PAGE:
## Begin

Monday, November 21, 2011

We, The People ~ Thanksgiving Edition

I am not the greatest fan of Thanksgiving. Oh, that’s not to say I don’t celebrate the day along with everyone else; I do.  I did all the usual T-day things: turkey, stuffing, potatoes, gravy. I made my own cranberry sauce, and the pumpkin and pecan pies. Yep, everything except that classic sweet potato marshmallow thing that my guys just hate.

The best of my kiddie Thanksgivings were the ones where my dad hustled us all to Lollipop Farm to get us out from underfoot. Thanksgiving could be what he called a 4-knuckler…which means the number of knuckles my mom could fit in her mouth to keep from hollering at us. If you were having 18 people to dinner in a space the size of a freight elevator, you'd be hollering, too!


The 'houses' at the Rodney
The salmon and his Zayde
After those, the best were at the Rodney on Collins Avenue in Miami Beach which started once we were all grown up and living our own lives. The whole family went…and I mean the WHOLE family. We would take a line of apartments and everyone would be in each other pots for five days or so. The uncles had the annual French Toast-off, there were endless games of Scrabble on the beach, the annual night at Dania Jai-Alai for all the "young" people. For T-day itself, every “house” housed a different course. We cooked like crazy, everybody making one specialty or another. (I did pies.) Siblings, aunts, uncles, cousins, in-laws, out-laws, friends….everyone came; it was quite the crowd. Literally. Of course, my favorite year was that very first one. Unbeknownst to us, we carried back a little souvenir from that first Thanksgiving on the beach and a year later, when we all reconvened at the Rodney, it was with crib, car seat, bibs, diapers, and the joke that the salmon were swimming upstream.

These days, it’s just me and my father-in-law in the house, and I don’t feel much like doing a big Thanksgiving.  Thankfully, my machatunim* live close by, so we go there. It’s a lively table, the his 'n' hers nonagenarian grandpas get to visit and that’s always nice. We are lucky. We have a fine family with whom to hang. We all like each other, there’s no drama except for my grandpuppy’s whining when it’s time to sit down to the feast. The conversation rolls along at a good clip, the food is superb (the rolls are always spectacular because that’s my machutin’s* specialty), and there’s plenty of coffee, tea, and sweets to please everyone at table.

## End

DATA SUPPLIED:
## Begin

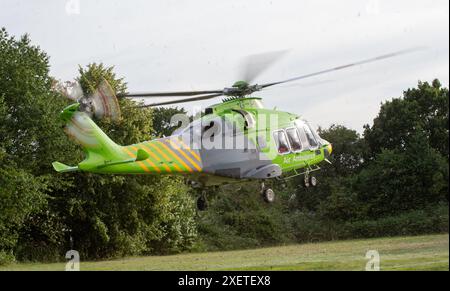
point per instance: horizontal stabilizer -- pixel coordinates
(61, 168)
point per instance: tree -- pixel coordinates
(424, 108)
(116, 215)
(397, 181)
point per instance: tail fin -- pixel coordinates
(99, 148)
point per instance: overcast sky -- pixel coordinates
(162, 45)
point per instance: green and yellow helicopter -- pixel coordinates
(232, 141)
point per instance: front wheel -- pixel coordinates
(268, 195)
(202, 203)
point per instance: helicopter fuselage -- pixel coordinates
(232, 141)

## End
## Begin

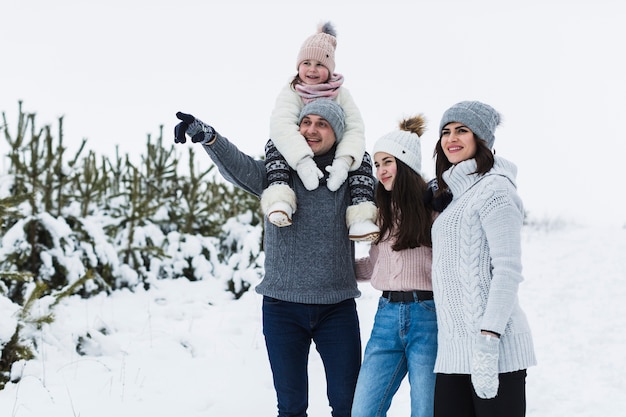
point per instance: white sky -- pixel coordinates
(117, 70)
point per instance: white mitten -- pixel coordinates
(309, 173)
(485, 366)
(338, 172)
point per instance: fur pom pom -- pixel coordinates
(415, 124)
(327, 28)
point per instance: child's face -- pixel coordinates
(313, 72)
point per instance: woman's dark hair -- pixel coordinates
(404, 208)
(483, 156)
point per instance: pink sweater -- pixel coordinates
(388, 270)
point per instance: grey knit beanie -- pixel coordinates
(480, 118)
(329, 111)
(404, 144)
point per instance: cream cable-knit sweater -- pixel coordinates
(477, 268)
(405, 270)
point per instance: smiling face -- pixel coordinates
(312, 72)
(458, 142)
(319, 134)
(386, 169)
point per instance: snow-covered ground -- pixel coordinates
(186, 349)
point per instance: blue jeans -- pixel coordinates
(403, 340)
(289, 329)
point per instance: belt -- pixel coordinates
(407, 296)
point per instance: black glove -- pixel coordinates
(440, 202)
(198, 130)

## End

DIRECTIVES:
a: Answer these questions from the Thanksgiving post:
(i) Where did the dad take the children to get them out from underfoot?
(ii) What did the writer cook for the holiday at the Rodney?
(iii) Who lives in the house with the writer these days?
b: Please copy the Thanksgiving post between "I am not the" and "guys just hate.", inclusive.
The items have no connection to the Thanksgiving post.

WRITTEN ANSWERS:
a:
(i) Lollipop Farm
(ii) Pies
(iii) The writer's father-in-law

b:
I am not the greatest fan of Thanksgiving. Oh, that’s not to say I don’t celebrate the day along with everyone else; I do.  I did all the usual T-day things: turkey, stuffing, potatoes, gravy. I made my own cranberry sauce, and the pumpkin and pecan pies. Yep, everything except that classic sweet potato marshmallow thing that my guys just hate.